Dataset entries
*** Begin section ***
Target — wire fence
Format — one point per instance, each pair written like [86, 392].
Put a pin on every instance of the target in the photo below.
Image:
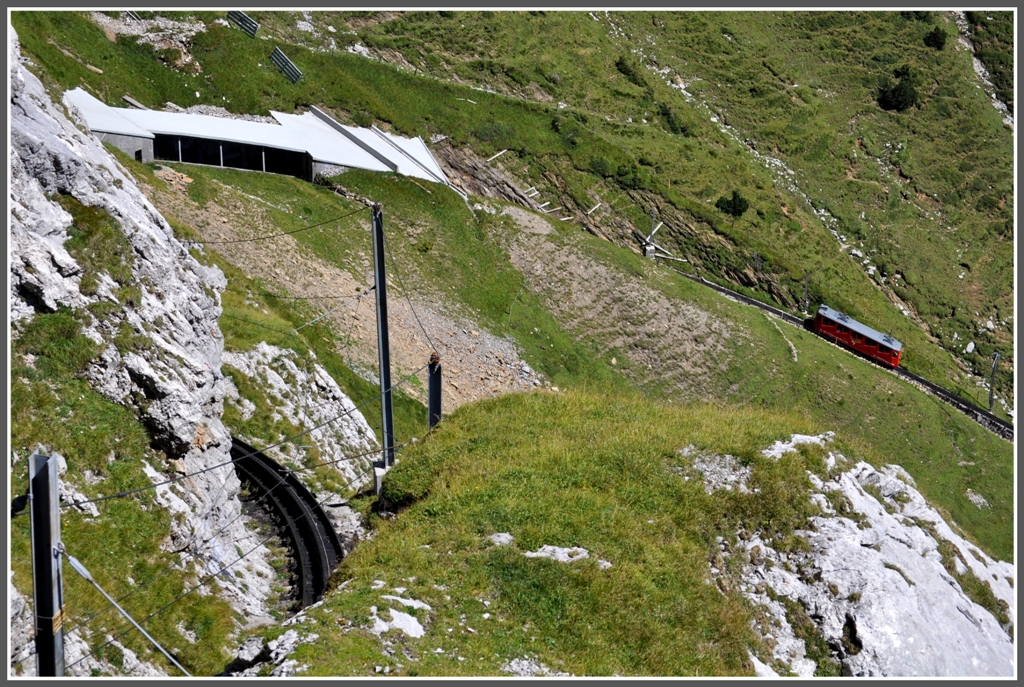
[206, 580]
*** End section ***
*** Begin section ***
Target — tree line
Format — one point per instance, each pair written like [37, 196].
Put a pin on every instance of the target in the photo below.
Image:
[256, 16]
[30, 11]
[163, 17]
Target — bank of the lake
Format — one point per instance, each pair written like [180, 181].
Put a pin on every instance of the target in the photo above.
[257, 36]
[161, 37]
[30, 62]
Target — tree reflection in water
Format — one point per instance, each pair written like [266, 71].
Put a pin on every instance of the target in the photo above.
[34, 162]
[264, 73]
*** End section ***
*Try it:*
Copy the records above exactly, beginning at the line that contains "Target — tree line" and stopping after the line that contains "Target — bank of the lake".

*Solution to this problem:*
Target — tree line
Format — one point per instance, each pair written like [37, 196].
Put a pin on every instance of the target in the photo below.
Image:
[256, 16]
[30, 11]
[163, 17]
Target — bank of the lake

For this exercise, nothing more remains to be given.